Xavier Coppolani (2 February 1866 – 12 May 1905) was a French military and colonial administrator, who was instrumental in the colonial occupation and creation of modern-day Mauritania.

== Early life ==
Born in Marignana, in Corsica, his father, Dominique, was considered to be a member of the colon class of French immigrants to French Algeria. While Coppolani was in Algeria, he grew up among local Muslims and learnt Algerian Arabic. He was intrigued by Islamic practices and studied Sufism.

== Military and colonial career ==
He was transferred to French Sudan in 1899 to lead the expansion of colonial rule north of the Senegal River, where Moorish tribes held firm against French rule. This was disguised as an inquiry, whereas the goal of the mission was to lead to the subjugation of the local people. Local tribal rivalries provided Coppolani with an opportunity, and in 1901, he drew up a plan for moving into the territory with a combination of military and political strategies.

** REQUIRED ACTION 1 **
In the text on Xavier Coppolani, where was he born?
** REQUIRED ACTION 2 **
Write the next part of the biography of Xavier Coppolani, starting after its last sentence.

** MATERIAL PROVIDED **
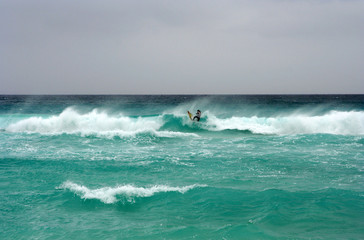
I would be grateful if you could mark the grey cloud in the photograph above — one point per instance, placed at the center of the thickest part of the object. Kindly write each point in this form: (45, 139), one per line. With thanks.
(181, 46)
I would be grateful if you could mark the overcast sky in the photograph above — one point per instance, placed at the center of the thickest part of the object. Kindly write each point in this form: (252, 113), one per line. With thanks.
(181, 47)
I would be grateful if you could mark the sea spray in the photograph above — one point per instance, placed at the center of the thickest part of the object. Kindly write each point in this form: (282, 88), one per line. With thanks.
(254, 167)
(109, 194)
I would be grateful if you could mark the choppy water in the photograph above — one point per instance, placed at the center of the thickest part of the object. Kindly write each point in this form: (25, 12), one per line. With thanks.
(136, 167)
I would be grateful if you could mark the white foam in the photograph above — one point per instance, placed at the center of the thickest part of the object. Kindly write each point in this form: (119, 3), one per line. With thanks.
(129, 192)
(334, 122)
(95, 122)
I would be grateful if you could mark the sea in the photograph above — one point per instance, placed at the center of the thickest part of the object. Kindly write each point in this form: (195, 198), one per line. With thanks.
(136, 167)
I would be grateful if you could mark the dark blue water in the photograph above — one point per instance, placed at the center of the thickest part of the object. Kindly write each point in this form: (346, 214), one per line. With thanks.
(136, 167)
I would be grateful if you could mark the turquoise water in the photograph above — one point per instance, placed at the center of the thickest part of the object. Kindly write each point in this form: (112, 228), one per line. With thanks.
(136, 167)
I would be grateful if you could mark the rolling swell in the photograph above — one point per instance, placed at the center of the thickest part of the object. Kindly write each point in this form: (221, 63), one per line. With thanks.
(103, 124)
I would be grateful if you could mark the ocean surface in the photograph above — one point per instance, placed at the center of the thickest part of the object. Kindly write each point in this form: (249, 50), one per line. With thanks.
(136, 167)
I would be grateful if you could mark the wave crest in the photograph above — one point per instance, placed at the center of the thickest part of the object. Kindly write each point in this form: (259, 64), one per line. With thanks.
(109, 195)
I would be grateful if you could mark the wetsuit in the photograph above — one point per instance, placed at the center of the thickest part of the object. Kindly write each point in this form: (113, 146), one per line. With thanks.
(198, 116)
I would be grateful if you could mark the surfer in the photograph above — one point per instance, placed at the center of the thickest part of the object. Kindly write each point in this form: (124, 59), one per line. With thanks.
(197, 116)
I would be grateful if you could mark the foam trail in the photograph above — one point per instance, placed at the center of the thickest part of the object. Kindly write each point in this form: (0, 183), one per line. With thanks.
(108, 194)
(95, 122)
(334, 122)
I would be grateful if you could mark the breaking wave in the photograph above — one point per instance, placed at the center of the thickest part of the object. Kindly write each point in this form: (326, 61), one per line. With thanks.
(102, 124)
(110, 195)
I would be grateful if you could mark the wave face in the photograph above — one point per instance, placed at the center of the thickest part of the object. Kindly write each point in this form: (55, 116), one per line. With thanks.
(334, 122)
(100, 123)
(109, 194)
(136, 167)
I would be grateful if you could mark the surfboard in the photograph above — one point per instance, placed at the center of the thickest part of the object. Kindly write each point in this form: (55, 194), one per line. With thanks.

** TASK ANSWER 1 **
Marignana, in Corsica

** TASK ANSWER 2 **
Alliances were drawn up with two of the main marabouts of the territory, Shaykh Sidya Baba and Shaykh Saad Bouh, local leaders of Qadiriyya Sufi brotherhoods. They were promised a dominant role in the colonial administration and protection for their Zawiya tribes against the attacks of Hassane warriors. In return they would use their religious influence to persuade the local emirs to accept French rule. With military pressure applied, the strategy worked, and the emirates of Tagant, Trarza and Brakna all accepted French rule in 1903-04. The last emirate, in the northern zone of Adrar, proved combative. It was also backed by a third influential Qadiriyya marabout, shaykh Ma al-'Aynayn, himself in turn supported by the Sultan of Morocco.

Coppolani was preparing to march on Adrar when he was killed in 1905, by a member of the shaykh's Gudfiyya brotherhood. The emirate was eventually defeated and forcibly incorporated into Mauritania in 1912, by General Gouraud, but tribal revolts and raids persisted until 1934.